• **Exercise requirements**
(1) From the forum thread about adopting a German Shepherd, transcribe the passage starting at "## Shepherdlover81 (Jul" and ending at "(Jun 18, 2011)".
(2) Answer these questions using the forum thread about adopting a German Shepherd:
(a) What was the name of the dog the original poster lost?
(b) What job does the original poster say that dog led them into?
(c) Which site does the reply from Mac's Mom also suggest?

• **Text shown**
Begin

# Looking for a GSD to adopt in Wichita, Kansas



## Shepherdlover81 (Jul 10, 2011)

Hello we lost our GSD Thor about a year ago. He was our first and was with us when we had our 2 children and was the most gentle dog with both of them that I had ever met. He was also the driving force that led me into becoming a dog groomer. We are now healing and have decided to adopt. If anyone has any websites that show any GSD for adoption in kansas we are not being picky just that he/she has to love kids and tolerate cats. Thanks ahead for any information.


----------



## Danielle609 (Jun 18, 2011)

Petfinder Adoptable Dog | German Shepherd Dog | Wichita, KS | Dusty
Petfinder Adoptable Dog | German Shepherd Dog | Wichita, KS | Missy
Petfinder Adoptable Dog | German Shepherd Dog | Wichita, KS | Cain
Petfinder Adoptable Dog | German Shepherd Dog | Junction City, KS | Shamus
Petfinder Adoptable Dog | German Shepherd Dog | Riley, KS | RYKER

These are just a few that I found via petfinder. Hope you find one that is a good fit!!


----------



## Mac's Mom (Jun 7, 2010)

I'm so sorry for the loss of Thor. But I'm so happy that you are going to give a deserving GSD a good home. I would also suggest petfinder. 

Good luck


----------

End

• **Entries supplied**
Begin

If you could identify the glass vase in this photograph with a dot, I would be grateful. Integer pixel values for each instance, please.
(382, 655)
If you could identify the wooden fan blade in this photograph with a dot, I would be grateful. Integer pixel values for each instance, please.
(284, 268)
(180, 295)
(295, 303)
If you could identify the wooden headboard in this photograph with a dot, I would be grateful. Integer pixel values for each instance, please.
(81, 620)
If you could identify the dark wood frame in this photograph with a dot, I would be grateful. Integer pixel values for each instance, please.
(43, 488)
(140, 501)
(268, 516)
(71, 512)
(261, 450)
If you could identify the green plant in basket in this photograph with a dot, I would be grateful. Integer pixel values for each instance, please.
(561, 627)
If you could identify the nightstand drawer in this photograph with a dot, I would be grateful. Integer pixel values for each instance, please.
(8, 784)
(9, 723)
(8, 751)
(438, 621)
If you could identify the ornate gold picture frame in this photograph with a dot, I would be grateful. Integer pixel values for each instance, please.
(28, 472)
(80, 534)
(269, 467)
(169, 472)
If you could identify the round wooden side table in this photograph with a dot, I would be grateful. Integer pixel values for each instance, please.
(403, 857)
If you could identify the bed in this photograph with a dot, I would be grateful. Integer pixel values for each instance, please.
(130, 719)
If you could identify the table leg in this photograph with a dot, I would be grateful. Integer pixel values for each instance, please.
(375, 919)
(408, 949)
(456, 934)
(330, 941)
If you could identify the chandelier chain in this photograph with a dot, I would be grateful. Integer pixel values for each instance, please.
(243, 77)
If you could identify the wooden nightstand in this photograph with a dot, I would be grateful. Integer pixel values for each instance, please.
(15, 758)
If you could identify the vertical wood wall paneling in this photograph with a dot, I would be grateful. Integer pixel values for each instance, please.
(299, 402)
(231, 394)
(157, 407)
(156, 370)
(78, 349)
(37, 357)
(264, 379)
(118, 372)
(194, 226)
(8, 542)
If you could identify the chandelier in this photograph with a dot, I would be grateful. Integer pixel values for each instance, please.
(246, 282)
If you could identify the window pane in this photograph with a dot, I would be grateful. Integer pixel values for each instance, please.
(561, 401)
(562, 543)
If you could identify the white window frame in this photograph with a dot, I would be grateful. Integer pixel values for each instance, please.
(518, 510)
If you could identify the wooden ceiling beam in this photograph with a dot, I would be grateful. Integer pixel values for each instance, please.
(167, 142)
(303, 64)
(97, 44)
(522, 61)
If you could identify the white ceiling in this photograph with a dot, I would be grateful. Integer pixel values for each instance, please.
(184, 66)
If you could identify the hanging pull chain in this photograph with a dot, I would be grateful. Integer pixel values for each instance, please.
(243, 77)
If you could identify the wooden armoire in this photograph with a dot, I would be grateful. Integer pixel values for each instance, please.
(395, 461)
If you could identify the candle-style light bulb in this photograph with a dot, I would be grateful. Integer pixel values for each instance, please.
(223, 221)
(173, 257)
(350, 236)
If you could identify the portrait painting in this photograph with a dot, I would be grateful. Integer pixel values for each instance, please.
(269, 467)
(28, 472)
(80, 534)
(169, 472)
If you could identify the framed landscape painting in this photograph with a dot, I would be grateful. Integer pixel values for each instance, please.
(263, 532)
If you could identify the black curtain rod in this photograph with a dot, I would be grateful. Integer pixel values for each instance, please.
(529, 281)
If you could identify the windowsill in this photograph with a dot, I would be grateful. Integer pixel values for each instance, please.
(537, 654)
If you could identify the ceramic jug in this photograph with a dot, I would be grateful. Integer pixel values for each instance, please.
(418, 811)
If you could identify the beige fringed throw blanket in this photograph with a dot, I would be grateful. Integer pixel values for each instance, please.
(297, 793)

End

• **Answers to each task**
(1)
## Shepherdlover81 (Jul 10, 2011)

Hello we lost our GSD Thor about a year ago. He was our first and was with us when we had our 2 children and was the most gentle dog with both of them that I had ever met. He was also the driving force that led me into becoming a dog groomer. We are now healing and have decided to adopt. If anyone has any websites that show any GSD for adoption in kansas we are not being picky just that he/she has to love kids and tolerate cats. Thanks ahead for any information.


----------



## Danielle609 (Jun 18, 2011)

(2)
(a) Thor
(b) Dog groomer
(c) Petfinder